### WORK TO DO
Locate the line that contains "Where in the photo above can the wood ceiling". Retype it and every line after it to the end of the records, exactly, but not the pictures.
==========
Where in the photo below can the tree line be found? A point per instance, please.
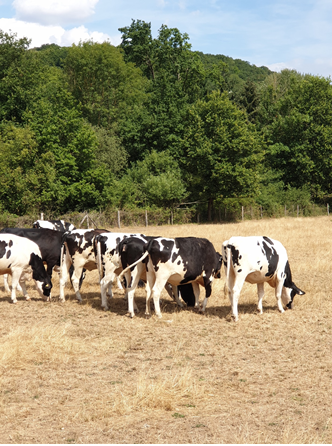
(152, 124)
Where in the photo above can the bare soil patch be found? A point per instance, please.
(73, 373)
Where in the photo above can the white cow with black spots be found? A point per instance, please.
(258, 259)
(19, 257)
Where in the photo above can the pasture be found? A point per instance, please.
(73, 373)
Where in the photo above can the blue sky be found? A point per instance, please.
(279, 34)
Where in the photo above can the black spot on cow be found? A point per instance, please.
(235, 255)
(267, 239)
(2, 249)
(272, 259)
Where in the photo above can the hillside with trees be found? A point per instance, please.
(151, 124)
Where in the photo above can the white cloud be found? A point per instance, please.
(40, 34)
(54, 12)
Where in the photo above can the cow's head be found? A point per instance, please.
(40, 276)
(218, 265)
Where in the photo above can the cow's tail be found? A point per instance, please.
(134, 264)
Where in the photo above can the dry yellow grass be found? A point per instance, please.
(72, 373)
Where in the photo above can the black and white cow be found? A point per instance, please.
(78, 251)
(258, 259)
(56, 225)
(116, 251)
(18, 257)
(109, 261)
(179, 261)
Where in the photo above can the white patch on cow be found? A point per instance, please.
(250, 264)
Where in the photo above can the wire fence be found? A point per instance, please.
(141, 217)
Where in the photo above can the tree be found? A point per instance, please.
(107, 88)
(221, 151)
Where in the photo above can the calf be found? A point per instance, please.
(55, 225)
(179, 261)
(18, 256)
(258, 260)
(78, 251)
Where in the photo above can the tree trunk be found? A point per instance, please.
(210, 207)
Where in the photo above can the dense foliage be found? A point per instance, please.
(153, 124)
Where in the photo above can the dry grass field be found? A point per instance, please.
(73, 373)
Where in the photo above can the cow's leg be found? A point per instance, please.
(75, 280)
(260, 292)
(64, 273)
(175, 291)
(150, 280)
(5, 282)
(208, 291)
(132, 279)
(24, 289)
(235, 287)
(155, 295)
(278, 291)
(105, 285)
(196, 293)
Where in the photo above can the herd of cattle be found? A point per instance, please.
(179, 265)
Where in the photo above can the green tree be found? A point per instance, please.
(221, 151)
(107, 88)
(157, 180)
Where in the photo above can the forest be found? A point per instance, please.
(151, 124)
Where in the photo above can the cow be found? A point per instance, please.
(18, 256)
(106, 246)
(115, 251)
(178, 261)
(77, 250)
(49, 242)
(56, 225)
(258, 259)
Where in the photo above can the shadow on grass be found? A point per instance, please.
(119, 306)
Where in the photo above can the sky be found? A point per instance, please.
(294, 34)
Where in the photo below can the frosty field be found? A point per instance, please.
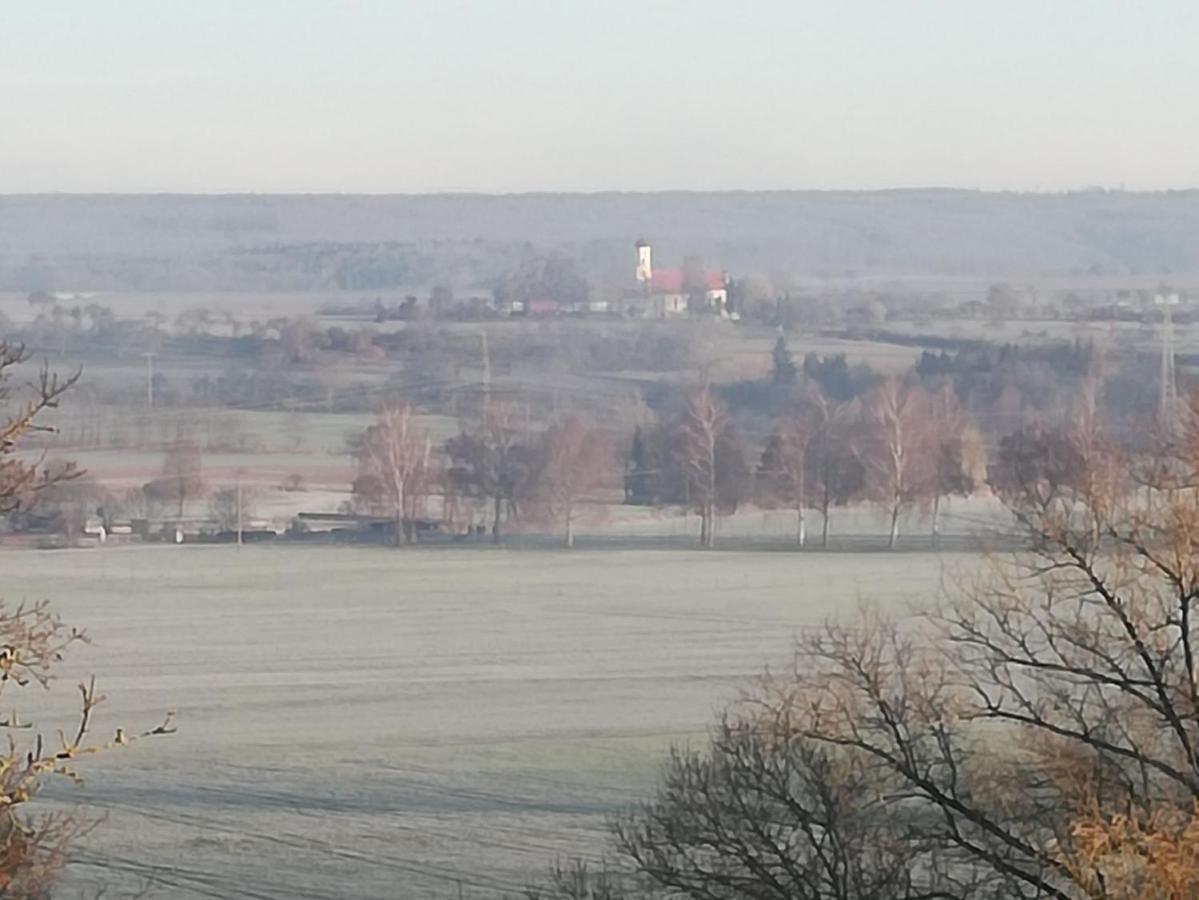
(369, 723)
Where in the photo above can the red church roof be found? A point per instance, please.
(674, 281)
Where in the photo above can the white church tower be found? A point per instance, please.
(644, 263)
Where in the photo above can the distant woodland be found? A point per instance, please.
(383, 242)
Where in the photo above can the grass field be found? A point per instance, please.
(369, 723)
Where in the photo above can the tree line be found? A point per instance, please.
(1030, 732)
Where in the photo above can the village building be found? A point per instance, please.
(674, 293)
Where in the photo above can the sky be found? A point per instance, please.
(415, 96)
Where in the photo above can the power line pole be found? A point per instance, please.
(487, 376)
(1169, 386)
(150, 355)
(239, 509)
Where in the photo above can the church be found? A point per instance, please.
(674, 293)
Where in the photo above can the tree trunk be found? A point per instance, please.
(399, 519)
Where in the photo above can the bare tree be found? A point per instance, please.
(895, 448)
(1043, 725)
(778, 817)
(832, 469)
(784, 467)
(32, 639)
(573, 459)
(712, 458)
(959, 454)
(230, 507)
(393, 467)
(494, 461)
(181, 478)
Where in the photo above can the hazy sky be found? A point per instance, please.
(592, 95)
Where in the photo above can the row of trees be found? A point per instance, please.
(1031, 734)
(500, 463)
(901, 446)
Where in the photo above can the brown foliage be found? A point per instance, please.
(32, 640)
(395, 467)
(573, 458)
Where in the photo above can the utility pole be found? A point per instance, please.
(1169, 387)
(150, 355)
(487, 376)
(239, 509)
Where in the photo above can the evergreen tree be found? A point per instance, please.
(783, 366)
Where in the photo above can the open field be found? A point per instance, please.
(377, 724)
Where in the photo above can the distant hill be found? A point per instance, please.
(365, 242)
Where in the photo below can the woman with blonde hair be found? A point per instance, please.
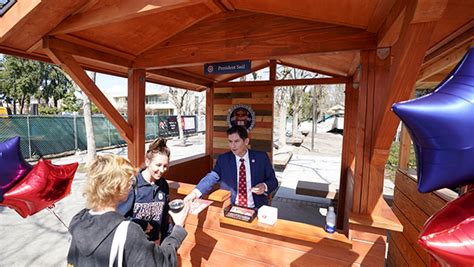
(147, 201)
(94, 229)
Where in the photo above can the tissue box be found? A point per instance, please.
(267, 215)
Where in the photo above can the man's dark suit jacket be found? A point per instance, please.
(225, 173)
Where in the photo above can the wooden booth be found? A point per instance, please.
(380, 49)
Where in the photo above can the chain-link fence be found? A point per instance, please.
(48, 135)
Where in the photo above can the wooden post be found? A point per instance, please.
(210, 124)
(348, 151)
(136, 116)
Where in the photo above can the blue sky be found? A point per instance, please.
(117, 86)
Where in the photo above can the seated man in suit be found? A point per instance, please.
(247, 174)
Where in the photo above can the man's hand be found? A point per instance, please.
(180, 217)
(192, 196)
(149, 228)
(259, 189)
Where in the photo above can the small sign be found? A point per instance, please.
(228, 67)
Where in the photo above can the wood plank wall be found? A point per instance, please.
(260, 99)
(412, 209)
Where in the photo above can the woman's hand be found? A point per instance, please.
(180, 217)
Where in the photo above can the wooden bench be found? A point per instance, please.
(317, 190)
(295, 141)
(280, 160)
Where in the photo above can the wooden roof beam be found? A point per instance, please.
(83, 51)
(408, 54)
(294, 82)
(182, 77)
(390, 29)
(258, 47)
(80, 77)
(442, 63)
(119, 11)
(454, 41)
(378, 16)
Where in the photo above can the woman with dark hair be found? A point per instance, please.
(147, 202)
(97, 228)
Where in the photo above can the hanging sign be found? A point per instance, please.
(228, 67)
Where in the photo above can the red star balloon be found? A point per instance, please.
(12, 165)
(44, 185)
(449, 234)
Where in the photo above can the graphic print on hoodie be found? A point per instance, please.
(148, 204)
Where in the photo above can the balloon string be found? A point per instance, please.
(52, 211)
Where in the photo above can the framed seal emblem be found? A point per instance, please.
(241, 115)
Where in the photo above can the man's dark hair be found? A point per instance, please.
(241, 131)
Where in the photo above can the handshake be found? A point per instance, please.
(259, 189)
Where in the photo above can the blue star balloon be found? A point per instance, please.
(441, 126)
(12, 165)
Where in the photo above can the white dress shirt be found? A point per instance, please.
(250, 203)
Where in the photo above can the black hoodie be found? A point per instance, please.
(92, 237)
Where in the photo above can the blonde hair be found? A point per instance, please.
(157, 147)
(108, 182)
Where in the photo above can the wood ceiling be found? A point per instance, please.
(172, 39)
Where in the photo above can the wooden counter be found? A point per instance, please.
(290, 230)
(215, 240)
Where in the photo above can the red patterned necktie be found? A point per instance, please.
(242, 184)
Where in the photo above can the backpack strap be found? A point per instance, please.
(118, 244)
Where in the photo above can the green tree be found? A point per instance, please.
(70, 103)
(20, 79)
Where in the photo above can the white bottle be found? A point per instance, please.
(330, 220)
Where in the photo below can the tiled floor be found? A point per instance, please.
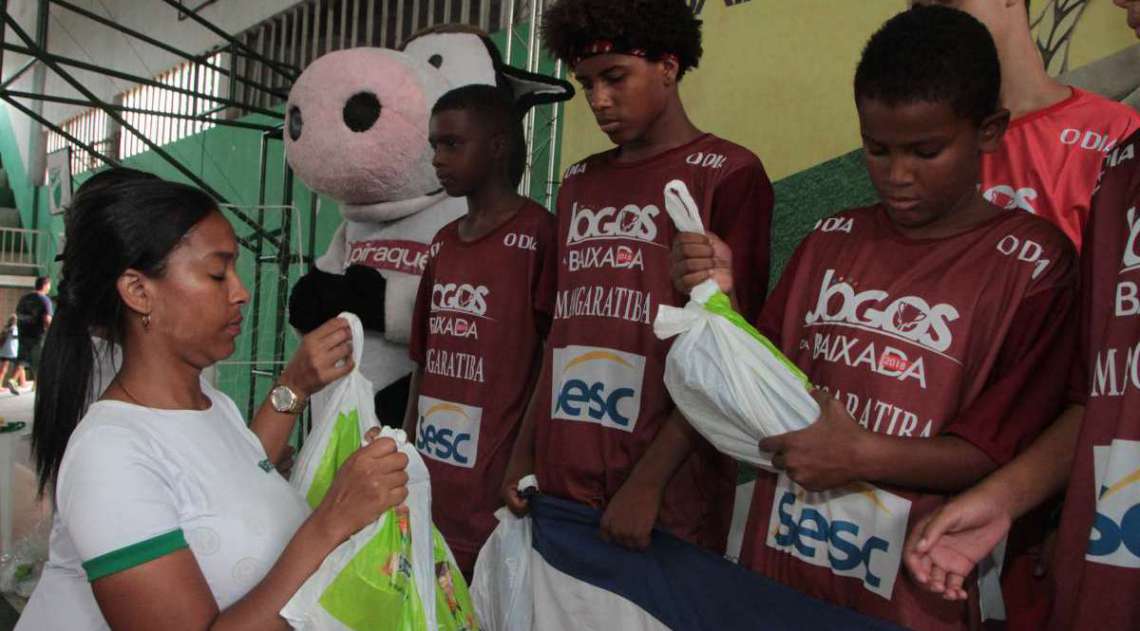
==========
### TASK RESPONSE
Where in the photo above can the wood ceiling be found? A point per instance, please.
(172, 39)
Where in the photo above can the wooden counter be found? A point per instance, please.
(290, 230)
(215, 240)
Where in the photo above can the red patterned necktie be found? A point per instance, please.
(242, 184)
Where in the photo above can the backpack strap be found? A point per instance, please.
(118, 244)
Where in the photo above can the green tree be found? A point per instance, please.
(70, 103)
(20, 79)
Where in the photo above can the white bottle be found? A point per instance, please.
(330, 220)
Where in the photo below can the tiled floor be found? A point per instance, please.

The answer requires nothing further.